> SUPPLIED TEXT
Wednesday 14 March 2018

Blackout




I spent two weeks off work sick after which decided I was well enough to return. I left the place I had been staying with a three and a half hours journey back to my hometown.
I enjoyed the journey as I always do, not as much as the outward one, because that is always one of promise, the unknown, and adventure - but I enjoyed it anyway. There's something beautiful about just traveling along watching the world pass by and the ever-changing horizon. Like life really, one big journey meant to be enjoyed in the moment, which is all we really own.
I visited my Mother and started to prepare myself to return to work the following day.

Well life sometimes likes to throws you a curve ball - and here it comes.
While sitting at the dinner table I felt something strange happening, I wasn't sure what, but I knew I had to lie down on the floor (which I don't remember doing) My next memory is of me sitting on the floor leaning against the wall, looking at a small damp patch on the lino in front of me. I reached out to touch it and it was warm to my fingers. OK - that's where my head has been. While I was out cold. I wondered how long I had been unconscious as Mother appeared at the door from her walking the dog and knew something was wrong, she said I looked pale and confused. Damn right I was.

> ENTRIES SUPPLIED
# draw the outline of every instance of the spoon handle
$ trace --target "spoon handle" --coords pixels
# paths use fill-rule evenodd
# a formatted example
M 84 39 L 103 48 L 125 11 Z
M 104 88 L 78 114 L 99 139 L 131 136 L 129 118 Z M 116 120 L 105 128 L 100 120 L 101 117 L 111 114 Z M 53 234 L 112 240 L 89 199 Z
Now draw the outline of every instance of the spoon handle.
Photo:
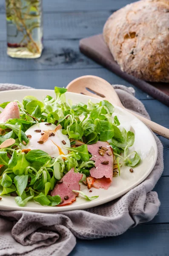
M 145 117 L 140 116 L 140 115 L 136 114 L 136 113 L 132 111 L 129 110 L 129 109 L 127 109 L 127 110 L 134 115 L 134 116 L 135 116 L 136 117 L 140 119 L 140 120 L 142 121 L 142 122 L 147 125 L 147 126 L 149 126 L 154 132 L 169 140 L 169 129 L 167 129 L 167 128 L 166 128 L 166 127 L 164 127 L 160 125 L 158 125 L 154 122 L 151 121 L 151 120 L 149 120 Z

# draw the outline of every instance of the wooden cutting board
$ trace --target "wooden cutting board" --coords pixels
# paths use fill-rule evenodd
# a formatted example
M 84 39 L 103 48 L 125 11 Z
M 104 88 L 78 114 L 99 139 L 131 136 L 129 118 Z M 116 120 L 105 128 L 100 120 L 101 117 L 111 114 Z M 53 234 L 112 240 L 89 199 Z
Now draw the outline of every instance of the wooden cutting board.
M 104 42 L 102 35 L 81 39 L 80 49 L 88 57 L 169 106 L 169 83 L 146 82 L 122 71 Z

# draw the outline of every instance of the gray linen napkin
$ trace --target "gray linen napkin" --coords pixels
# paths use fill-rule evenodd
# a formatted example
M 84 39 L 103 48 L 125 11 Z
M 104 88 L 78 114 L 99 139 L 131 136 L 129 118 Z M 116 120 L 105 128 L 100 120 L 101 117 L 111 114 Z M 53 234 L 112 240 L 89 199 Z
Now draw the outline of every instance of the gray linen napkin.
M 132 87 L 114 87 L 126 108 L 149 118 Z M 0 84 L 0 90 L 26 87 Z M 116 200 L 86 210 L 57 213 L 0 211 L 0 256 L 67 256 L 75 245 L 76 237 L 91 239 L 117 236 L 151 220 L 160 205 L 157 193 L 151 190 L 163 169 L 163 146 L 155 137 L 158 157 L 153 171 L 142 183 Z

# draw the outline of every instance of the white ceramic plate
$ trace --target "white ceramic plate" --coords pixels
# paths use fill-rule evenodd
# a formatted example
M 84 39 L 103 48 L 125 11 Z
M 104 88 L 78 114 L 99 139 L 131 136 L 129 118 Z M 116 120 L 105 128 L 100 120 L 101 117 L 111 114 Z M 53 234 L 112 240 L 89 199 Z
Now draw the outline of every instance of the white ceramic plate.
M 0 92 L 0 103 L 17 99 L 22 102 L 27 95 L 33 95 L 40 100 L 47 95 L 55 97 L 54 91 L 48 90 L 23 90 Z M 73 103 L 80 102 L 87 103 L 89 99 L 95 103 L 98 99 L 85 95 L 72 93 L 66 93 L 66 100 L 70 99 Z M 89 192 L 87 187 L 81 185 L 81 190 L 89 196 L 99 195 L 98 198 L 92 201 L 86 201 L 79 195 L 76 201 L 70 205 L 63 207 L 42 206 L 34 201 L 29 202 L 26 206 L 19 207 L 14 198 L 9 196 L 2 196 L 0 201 L 1 210 L 27 210 L 41 212 L 52 212 L 70 210 L 86 209 L 104 204 L 126 194 L 132 189 L 141 183 L 150 173 L 157 160 L 158 150 L 153 135 L 147 127 L 132 114 L 120 108 L 115 106 L 115 114 L 117 114 L 121 123 L 120 126 L 127 131 L 131 130 L 135 133 L 135 142 L 130 150 L 135 150 L 139 153 L 141 159 L 138 166 L 134 168 L 134 172 L 131 173 L 128 166 L 123 166 L 120 177 L 113 177 L 111 186 L 107 190 L 92 188 Z

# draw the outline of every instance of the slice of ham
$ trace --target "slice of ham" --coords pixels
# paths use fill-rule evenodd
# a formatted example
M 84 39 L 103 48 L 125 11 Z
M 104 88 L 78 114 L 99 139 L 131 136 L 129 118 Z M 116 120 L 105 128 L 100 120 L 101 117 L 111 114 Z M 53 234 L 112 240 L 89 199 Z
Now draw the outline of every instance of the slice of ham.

> EXERCISE REQUIREMENTS
1. Translate this sentence from the blog post about the blackout into Spanish: "I visited my Mother and started to prepare myself to return to work the following day."
2. Provide a continuation of the blog post about the blackout, picking up after its final sentence.
None of the entries are required here.

> WRITTEN RESPONSES
1. Visité a mi madre y empecé a prepararme para volver al trabajo al día siguiente.

2.
Well, we both put this down to the fact that I hadn't eaten all day as I never get hungry, and I guess as I had been alone had no idea (we later learned that the reason I don't get hungry is that some of my medication eradicates my appetite, to the point that I never feel hungry at all. Sounds great doesn't it? well not really, it means I can easily miss multiple meals and have no idea) So I ate an apple, an orange, soup and bread - which made me feel much more alert. Solved.

Well, one torpedo wasn't enough for this curving ball, as a couple of hours later, the same feeling visited me, and again I was out cold on the floor. Witness's say I was delirious for some time - although I do remember wanting to wake up from a terrible nightmare where a number of people were staring at me, talking to myself about wanting to wake up (but I already was..)
Lucidity did not begin to return until I was in the ambulance, and I felt like I had got my own head back - even though I wasn't sure why I was in the ambulance.
So, after a few hours in the hospital, a few tests and a long wait on a bed in a corridor full of other patients on beds too, I got to see a Doctor. During my wait in the corridor I myself had become a fully qualified Doctor, and when a meticulously presented man wearing a stethoscope came to find me, I fully expected him to tell me I was Diabetic. A good explanation I thought.
Well, he is the Doctor, and I am a middle aged man who lives in a motorhome. It was the epilepsy, come back to haunt me after ten whole years of being suppressed by Sodium Valporate. "Your going to tell me I cannot drive" I said to the Doctor. "I am doing - is that a problem?"

I left the A&E department with a strange mix of emotions, partly devastation, and partly thinking of the staff. I thought how lucky we are to be able to simply dial a number after which, a mini hospital on wheels arrives at your door, all down to the amazing people who staff the NHS. Am I as good as them in my job?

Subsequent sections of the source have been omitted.